Consigna
Transcribe sin cambios, del texto mostrado, el pasaje que va desde "No sé si es" hasta "brotan como truenos.".
==== Texto mostrado
No sé si es el tumulto de tanta gente junta, la necesidad imperiosa de sacudirme una emoción que se me atraganta en el cuello o sólo es un dejarme llevar sereno, silencioso, inexplicable: justo en el momento que él grita “ya es hora de que gane el pueblo”, justo cuando veo a la mujer que está a mi lado, una mujer casi anciana, el cabello cano, hirsuto, la boca sin dientes, la banderita amarilla atenazada en la mano, los ojos vidriosos que miran sin parpadeos a la pantalla, como quien pide una esperanza, yo ya no hago mucho por detener el contagio, las lágrimas que me brotan como truenos.

Comienzo a llorar.

Así, a lo macho. Como se chilla de emoción cuando se gana algo. Como se lagrimea al recibir una buena noticia largamente esperada.

En medio de miles que estamos hacinados como frijoles refritos en la plancha del Palacio de Bellas Artes, el lugar más cercano al Zócalo que puedo encontrar, comienzo a llorar como un chamaco.

Y no tengo una manera objetiva de decir esto, porque no tengo memoria para describir lo que ven mis ojos.

Yo, que he debido vivir tumultos zocaleros centenares de veces, que me ha tocado reportear cientos de marchas, mítines, primeros de mayo, cierres de campaña, festejos futboleros, desafueros, protestas, no tengo memoria suficiente para dimensionar lo grueso del gentío.
========
==== Datos del conjunto
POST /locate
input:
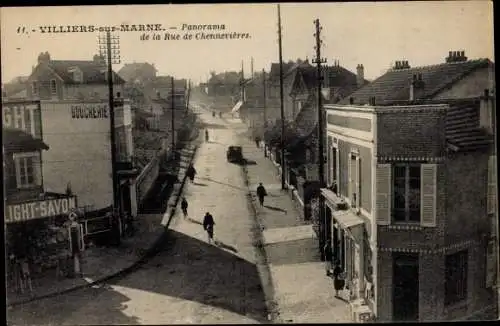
========
Respuesta correcta
No sé si es el tumulto de tanta gente junta, la necesidad imperiosa de sacudirme una emoción que se me atraganta en el cuello o sólo es un dejarme llevar sereno, silencioso, inexplicable: justo en el momento que él grita “ya es hora de que gane el pueblo”, justo cuando veo a la mujer que está a mi lado, una mujer casi anciana, el cabello cano, hirsuto, la boca sin dientes, la banderita amarilla atenazada en la mano, los ojos vidriosos que miran sin parpadeos a la pantalla, como quien pide una esperanza, yo ya no hago mucho por detener el contagio, las lágrimas que me brotan como truenos.